** start SUPPLIED INFORMATION **
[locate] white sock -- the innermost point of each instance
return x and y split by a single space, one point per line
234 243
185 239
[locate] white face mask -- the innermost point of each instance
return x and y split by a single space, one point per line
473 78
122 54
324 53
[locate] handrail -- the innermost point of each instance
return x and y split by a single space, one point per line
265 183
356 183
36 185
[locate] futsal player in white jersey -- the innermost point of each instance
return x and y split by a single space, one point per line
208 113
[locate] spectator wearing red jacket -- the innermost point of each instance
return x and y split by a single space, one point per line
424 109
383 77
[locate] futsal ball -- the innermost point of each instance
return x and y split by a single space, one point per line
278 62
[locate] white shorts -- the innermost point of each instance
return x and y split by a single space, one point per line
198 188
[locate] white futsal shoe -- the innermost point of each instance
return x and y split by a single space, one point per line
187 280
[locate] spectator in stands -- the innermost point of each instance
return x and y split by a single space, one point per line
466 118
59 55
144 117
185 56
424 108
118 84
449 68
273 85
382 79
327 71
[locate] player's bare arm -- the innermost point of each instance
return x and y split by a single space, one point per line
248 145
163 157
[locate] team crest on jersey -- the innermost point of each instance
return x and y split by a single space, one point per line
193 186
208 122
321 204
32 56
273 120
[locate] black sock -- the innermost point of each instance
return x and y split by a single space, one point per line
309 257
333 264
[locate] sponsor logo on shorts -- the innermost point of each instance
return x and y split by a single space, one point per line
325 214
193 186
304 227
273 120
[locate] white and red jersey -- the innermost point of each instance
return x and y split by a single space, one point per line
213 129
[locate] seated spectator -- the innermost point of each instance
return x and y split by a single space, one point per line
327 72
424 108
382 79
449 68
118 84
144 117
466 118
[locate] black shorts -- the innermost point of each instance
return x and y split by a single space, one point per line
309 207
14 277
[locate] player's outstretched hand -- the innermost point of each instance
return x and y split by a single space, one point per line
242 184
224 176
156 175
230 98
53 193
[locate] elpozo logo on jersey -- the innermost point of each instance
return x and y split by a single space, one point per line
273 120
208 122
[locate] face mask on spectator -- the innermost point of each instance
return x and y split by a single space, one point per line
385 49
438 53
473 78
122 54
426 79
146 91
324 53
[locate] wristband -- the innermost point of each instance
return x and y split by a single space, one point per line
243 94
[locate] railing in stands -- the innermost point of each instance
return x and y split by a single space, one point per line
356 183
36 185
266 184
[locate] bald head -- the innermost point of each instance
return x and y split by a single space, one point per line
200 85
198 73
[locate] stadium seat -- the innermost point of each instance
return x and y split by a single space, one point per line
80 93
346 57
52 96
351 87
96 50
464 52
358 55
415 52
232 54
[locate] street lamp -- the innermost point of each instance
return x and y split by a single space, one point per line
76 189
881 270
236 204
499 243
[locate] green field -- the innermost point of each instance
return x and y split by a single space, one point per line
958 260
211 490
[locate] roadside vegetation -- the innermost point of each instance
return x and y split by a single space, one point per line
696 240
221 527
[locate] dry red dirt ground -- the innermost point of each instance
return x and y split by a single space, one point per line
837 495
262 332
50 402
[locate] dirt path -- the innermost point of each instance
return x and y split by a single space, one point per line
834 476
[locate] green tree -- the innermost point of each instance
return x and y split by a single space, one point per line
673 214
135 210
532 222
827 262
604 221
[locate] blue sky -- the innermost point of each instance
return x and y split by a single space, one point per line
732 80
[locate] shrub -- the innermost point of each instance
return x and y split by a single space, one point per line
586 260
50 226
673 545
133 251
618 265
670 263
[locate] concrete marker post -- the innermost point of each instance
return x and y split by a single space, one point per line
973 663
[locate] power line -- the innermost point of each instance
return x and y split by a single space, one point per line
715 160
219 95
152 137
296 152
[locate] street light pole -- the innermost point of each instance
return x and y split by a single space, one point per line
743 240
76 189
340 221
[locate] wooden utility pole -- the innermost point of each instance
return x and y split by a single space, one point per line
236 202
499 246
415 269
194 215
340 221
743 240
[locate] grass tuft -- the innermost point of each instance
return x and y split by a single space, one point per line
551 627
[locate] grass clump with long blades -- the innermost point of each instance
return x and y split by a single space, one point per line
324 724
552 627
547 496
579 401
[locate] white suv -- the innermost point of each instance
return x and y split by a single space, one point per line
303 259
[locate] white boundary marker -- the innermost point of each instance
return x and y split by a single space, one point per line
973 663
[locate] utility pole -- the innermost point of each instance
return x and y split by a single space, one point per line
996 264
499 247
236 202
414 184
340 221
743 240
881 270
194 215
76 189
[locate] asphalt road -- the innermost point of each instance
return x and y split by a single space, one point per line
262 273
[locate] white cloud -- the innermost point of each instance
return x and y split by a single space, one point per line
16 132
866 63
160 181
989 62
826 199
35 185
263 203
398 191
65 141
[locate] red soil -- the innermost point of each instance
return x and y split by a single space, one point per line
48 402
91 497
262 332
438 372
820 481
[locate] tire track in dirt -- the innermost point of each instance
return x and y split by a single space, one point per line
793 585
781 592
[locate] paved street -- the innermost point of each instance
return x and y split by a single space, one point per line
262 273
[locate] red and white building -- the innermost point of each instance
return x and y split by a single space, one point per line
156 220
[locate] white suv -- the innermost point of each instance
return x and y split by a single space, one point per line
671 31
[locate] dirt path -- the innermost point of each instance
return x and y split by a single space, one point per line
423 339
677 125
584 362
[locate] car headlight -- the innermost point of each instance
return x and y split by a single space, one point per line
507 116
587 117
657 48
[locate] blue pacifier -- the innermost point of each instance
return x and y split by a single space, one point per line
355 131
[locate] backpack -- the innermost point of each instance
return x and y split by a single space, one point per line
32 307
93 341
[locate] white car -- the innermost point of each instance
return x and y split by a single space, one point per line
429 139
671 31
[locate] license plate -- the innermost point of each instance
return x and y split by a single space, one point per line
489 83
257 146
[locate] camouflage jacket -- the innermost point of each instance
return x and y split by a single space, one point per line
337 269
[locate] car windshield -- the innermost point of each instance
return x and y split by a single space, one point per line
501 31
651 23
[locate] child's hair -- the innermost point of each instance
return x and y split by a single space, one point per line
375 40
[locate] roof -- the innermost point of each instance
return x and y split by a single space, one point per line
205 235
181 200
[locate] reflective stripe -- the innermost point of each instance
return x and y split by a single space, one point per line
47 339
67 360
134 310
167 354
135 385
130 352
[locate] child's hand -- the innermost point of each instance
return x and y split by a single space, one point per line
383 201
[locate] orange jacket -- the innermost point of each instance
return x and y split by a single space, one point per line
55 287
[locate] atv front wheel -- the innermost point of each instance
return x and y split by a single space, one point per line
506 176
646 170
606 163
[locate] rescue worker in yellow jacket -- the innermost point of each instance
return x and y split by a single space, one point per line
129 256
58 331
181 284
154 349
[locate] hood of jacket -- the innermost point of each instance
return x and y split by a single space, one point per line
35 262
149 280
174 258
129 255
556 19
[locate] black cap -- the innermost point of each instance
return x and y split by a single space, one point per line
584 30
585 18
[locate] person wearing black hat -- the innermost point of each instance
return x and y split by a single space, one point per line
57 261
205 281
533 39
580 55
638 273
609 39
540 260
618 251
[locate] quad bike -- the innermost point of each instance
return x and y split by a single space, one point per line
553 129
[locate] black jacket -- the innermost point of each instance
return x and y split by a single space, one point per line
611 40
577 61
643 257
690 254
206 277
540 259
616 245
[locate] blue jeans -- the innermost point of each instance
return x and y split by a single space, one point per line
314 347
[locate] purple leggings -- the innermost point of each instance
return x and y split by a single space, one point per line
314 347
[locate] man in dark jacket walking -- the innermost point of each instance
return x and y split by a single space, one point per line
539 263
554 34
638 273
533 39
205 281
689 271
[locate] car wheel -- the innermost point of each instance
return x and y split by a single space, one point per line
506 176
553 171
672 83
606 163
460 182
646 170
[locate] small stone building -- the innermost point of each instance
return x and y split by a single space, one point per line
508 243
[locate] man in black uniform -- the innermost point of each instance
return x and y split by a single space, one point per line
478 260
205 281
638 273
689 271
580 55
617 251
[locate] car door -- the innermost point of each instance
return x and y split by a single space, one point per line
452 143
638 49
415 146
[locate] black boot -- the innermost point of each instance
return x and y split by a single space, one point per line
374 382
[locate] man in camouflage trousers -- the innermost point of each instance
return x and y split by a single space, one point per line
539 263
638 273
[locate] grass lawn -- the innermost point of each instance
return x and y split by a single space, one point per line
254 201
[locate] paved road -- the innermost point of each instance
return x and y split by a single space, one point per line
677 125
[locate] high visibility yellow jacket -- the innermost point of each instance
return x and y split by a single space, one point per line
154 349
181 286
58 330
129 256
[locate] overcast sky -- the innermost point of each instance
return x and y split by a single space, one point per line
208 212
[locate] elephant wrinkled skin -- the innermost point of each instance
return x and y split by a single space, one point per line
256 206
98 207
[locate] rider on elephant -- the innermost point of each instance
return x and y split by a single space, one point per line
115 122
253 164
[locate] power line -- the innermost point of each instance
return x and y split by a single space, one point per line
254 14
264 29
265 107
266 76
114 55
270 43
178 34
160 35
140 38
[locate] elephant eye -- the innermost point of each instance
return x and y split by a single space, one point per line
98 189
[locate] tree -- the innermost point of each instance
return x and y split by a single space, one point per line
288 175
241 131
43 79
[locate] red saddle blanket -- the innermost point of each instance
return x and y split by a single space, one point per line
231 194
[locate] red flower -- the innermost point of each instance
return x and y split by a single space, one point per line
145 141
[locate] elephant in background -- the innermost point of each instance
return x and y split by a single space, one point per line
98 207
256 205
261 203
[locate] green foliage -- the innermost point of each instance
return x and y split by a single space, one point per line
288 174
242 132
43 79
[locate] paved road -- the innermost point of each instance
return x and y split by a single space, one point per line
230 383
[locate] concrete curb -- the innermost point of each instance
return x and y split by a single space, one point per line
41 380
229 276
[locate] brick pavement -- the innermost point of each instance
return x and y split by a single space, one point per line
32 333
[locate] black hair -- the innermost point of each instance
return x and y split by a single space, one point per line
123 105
** end SUPPLIED INFORMATION **
With both ends included, please retype exactly the lines from the line containing "[locate] red saddle" to the final line of the data.

● **COMPLETE ANSWER**
[locate] red saddle blanket -- the innermost point of each instance
return x and y split by a single space, one point per line
231 194
[locate] red flower -- the innermost point of each instance
return x and y split by a single space, one point per line
145 141
[locate] elephant in background -- the innermost point of each instance
return x and y split by a single space, one point per line
98 207
256 205
261 203
[locate] green foliage -- the innermost point of each instance
return x and y split by a single space, one point per line
288 174
242 132
43 79
[locate] paved road -- the innermost point of each instance
return x and y split by a single space, one point per line
230 383
[locate] concrete curb -- the innermost point of each instance
return x and y split by a single space, one point per line
41 380
229 276
[locate] brick pavement -- the innermost point of each instance
return x and y split by a single space, one point per line
32 333
[locate] black hair -- the innermost point of each instance
return x and y split by a single space, one point per line
123 105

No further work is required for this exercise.